━━ BRANO SELEZIONATO ━━

Pensiamo al San Calogero di Sciacca, Agrigento, Naro e San Salvatore, perderebbero la loro identità.
Diciamo che i più noti Pitrè o Amari, gli storici delle feste siciliane, anche se in odore di massoneria, hanno decantato le nostre feste patronali, che, ancor oggi, sono sotto l’osservatorio pubblico e spesso polemico.
Ho ritrovato Sinagra all’altro mondo, camminando a 18 mila chilometri dû ciumi.
Se c’è una configurazione geografica in questo agglomerato di case, nel grembo della valle del Naso, è proprio quello, dove, la piazza, u campittu e il fiume accoglieva , non so come dire, l’arena: cioè il campo sportivo che ci fece sognare il calcio e il fiume che ci fece trepidare per le sue piene.

━━━
━━ DATI FORNITI ━━

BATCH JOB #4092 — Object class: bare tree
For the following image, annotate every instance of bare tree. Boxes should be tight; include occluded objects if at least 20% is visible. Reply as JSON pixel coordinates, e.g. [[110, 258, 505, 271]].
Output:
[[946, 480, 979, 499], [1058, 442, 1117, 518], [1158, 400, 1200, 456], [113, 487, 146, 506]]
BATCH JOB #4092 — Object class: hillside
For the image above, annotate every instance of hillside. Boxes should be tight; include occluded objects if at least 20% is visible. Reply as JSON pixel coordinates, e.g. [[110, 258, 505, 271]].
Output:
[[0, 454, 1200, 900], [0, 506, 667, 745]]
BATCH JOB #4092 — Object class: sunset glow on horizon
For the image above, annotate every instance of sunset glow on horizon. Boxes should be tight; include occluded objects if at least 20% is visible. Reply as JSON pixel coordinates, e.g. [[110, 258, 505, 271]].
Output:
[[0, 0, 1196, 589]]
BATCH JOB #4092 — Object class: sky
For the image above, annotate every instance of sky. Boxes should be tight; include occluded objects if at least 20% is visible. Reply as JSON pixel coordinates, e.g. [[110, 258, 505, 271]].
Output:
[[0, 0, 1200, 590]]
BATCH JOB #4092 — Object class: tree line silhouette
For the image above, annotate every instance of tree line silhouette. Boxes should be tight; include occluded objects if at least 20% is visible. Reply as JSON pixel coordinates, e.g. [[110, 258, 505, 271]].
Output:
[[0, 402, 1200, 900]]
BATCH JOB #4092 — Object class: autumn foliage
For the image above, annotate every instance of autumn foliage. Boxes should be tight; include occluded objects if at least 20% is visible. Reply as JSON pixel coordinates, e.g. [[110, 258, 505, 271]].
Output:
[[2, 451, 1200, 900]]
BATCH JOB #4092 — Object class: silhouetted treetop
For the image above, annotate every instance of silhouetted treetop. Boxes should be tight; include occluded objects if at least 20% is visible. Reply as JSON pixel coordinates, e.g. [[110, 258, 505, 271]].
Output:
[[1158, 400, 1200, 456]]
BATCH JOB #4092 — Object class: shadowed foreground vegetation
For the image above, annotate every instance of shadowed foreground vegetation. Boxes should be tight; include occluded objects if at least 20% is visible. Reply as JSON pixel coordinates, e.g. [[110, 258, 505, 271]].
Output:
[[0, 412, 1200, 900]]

━━━

RICHIESTA
Quali storici delle feste siciliane cita il brano selezionato come quelli che hanno decantato le feste patronali?

SOLUZIONE SCRITTA
Pitrè e Amari.